■ EXTRACTED TEXT
[Start]

Azure SQL Data Warehouse

data : https://rbdevdwhstorage.blob.core.windows.net/rbdevdwhtestdata/FlightData.csv

In my 3rd example, I explored SQL Data warehouse on AZURE.

The idea was to take a half a million rows CSV and then process it using SQL Data Warehouse and see the performance.

I provisioned one azure storage where i saved my test data and then one azure sql data warehouse of 100 dTUs. (least in data warehouses).

Snapshot of data stored to Azure Storage –

w1

Azure SQL Data Warehouse. Copy the Server Name from here and open management studio.

w2.jpg

Using SQL Management studio, connect to this data warehouse like any MSSQL database.

w3.jpg

 

Once you are connected, open new query windows.

First step is to securely connect to the source data, here a csv with half a million rows.

CREATE MASTER KEY;

CREATE DATABASE SCOPED CREDENTIAL AzureStorageCreds
WITH IDENTITY = ‘[identityName]’
, Secret = ‘[azureStorageAccountKey]’
;

CREATE EXTERNAL DATA SOURCE azure_storage
WITH
(
TYPE = HADOOP
, LOCATION =’wasbs://[containername]@[accountname].blob.core.windows.net/[path]’
, CREDENTIAL = AzureStorageCreds
);

next define the format of the file we will be reading

CREATE EXTERNAL FILE FORMAT text_file_format
WITH
(
FORMAT_TYPE = DELIMITEDTEXT
, FORMAT_OPTIONS (
FIELD_TERMINATOR =’,’,
STRING_DELIMITER = ‘”‘,
USE_TYPE_DEFAULT = TRUE
)

[End]

■ DATA EXTRACT

[Start]

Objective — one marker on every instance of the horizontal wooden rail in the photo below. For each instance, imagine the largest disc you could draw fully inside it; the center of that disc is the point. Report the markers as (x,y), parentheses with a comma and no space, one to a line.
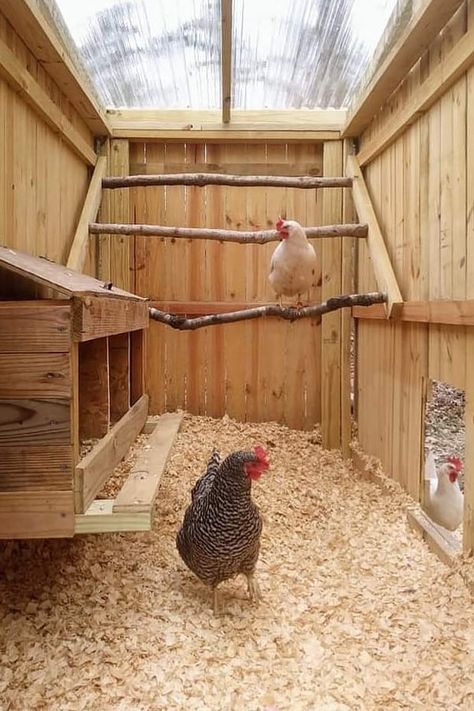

[End]

■ INSTRUCTIONS
[1] Translate this sentence from the Azure SQL Data Warehouse text into Spanish: "Using SQL Management studio, connect to this data warehouse like any MSSQL database."
[2] According to the Azure SQL Data Warehouse text, what size was the provisioned data warehouse?
[3] Reproduce the passage of the Azure SQL Data Warehouse text that begins at the words "The idea was" and stops after "any MSSQL database.".
The lines are separate from the Azure SQL Data Warehouse text.

■ EXPECTED RESULTS
[1] Con SQL Management studio, conéctese a este almacén de datos como a cualquier base de datos MSSQL.

[2] It was 100 dTUs, the least in data warehouses.

[3]
The idea was to take a half a million rows CSV and then process it using SQL Data Warehouse and see the performance.

I provisioned one azure storage where i saved my test data and then one azure sql data warehouse of 100 dTUs. (least in data warehouses).

Snapshot of data stored to Azure Storage –

w1

Azure SQL Data Warehouse. Copy the Server Name from here and open management studio.

w2.jpg

Using SQL Management studio, connect to this data warehouse like any MSSQL database.